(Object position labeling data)
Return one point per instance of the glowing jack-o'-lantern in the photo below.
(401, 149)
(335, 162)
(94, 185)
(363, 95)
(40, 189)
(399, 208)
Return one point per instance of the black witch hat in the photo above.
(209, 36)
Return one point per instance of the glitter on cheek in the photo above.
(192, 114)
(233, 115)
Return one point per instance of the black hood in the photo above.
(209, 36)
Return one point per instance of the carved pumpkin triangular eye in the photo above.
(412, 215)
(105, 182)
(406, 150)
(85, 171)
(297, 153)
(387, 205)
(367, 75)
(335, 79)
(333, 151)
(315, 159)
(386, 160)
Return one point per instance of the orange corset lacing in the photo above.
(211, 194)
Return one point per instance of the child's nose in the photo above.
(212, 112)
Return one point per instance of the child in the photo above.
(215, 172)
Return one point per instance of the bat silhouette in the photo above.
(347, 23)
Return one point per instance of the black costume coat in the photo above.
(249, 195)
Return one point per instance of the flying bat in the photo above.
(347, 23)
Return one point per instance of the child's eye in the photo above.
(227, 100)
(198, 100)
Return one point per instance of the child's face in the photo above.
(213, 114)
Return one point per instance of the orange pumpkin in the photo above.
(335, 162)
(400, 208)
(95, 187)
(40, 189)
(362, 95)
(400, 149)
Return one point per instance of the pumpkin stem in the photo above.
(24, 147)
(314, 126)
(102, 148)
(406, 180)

EXERCISE INSTRUCTIONS :: Edit the data above so that every "Return one point per instance of" becomes "Give one point for each", keeping all other text the same.

EXPECTED OUTPUT ::
Give one point for each the glowing jack-o'-lantern in the photo below.
(401, 149)
(335, 162)
(94, 185)
(363, 95)
(40, 189)
(399, 208)
Give one point for each the black witch hat in the photo above.
(209, 36)
Give one point for each the glitter on cheek in the photo above.
(192, 114)
(233, 115)
Give one point for each the black hood in the photo above.
(209, 36)
Give one point for each the carved pumpkin triangular eye in the photo above.
(412, 215)
(105, 182)
(406, 150)
(85, 171)
(297, 153)
(387, 205)
(367, 75)
(335, 79)
(333, 151)
(315, 159)
(386, 160)
Give one point for each the orange corset lacing in the photo above.
(211, 194)
Give one point for each the child's nose in the photo above.
(212, 112)
Give one point for each the child in the photo above.
(215, 172)
Give one point for each the bat silhouette in the photo above.
(347, 23)
Give one point for each the black costume coat in the photo above.
(249, 195)
Give one point for each the flying bat in the photo above.
(347, 23)
Give one point for each the child's eye in the photo above.
(227, 100)
(198, 100)
Give one point for each the child's face in the photo above.
(213, 114)
Give one point for each the orange pumpkin in the photo above.
(335, 162)
(400, 208)
(95, 187)
(40, 189)
(362, 95)
(400, 149)
Give one point for each the pumpkin stem in the photo above.
(24, 147)
(314, 126)
(102, 148)
(406, 180)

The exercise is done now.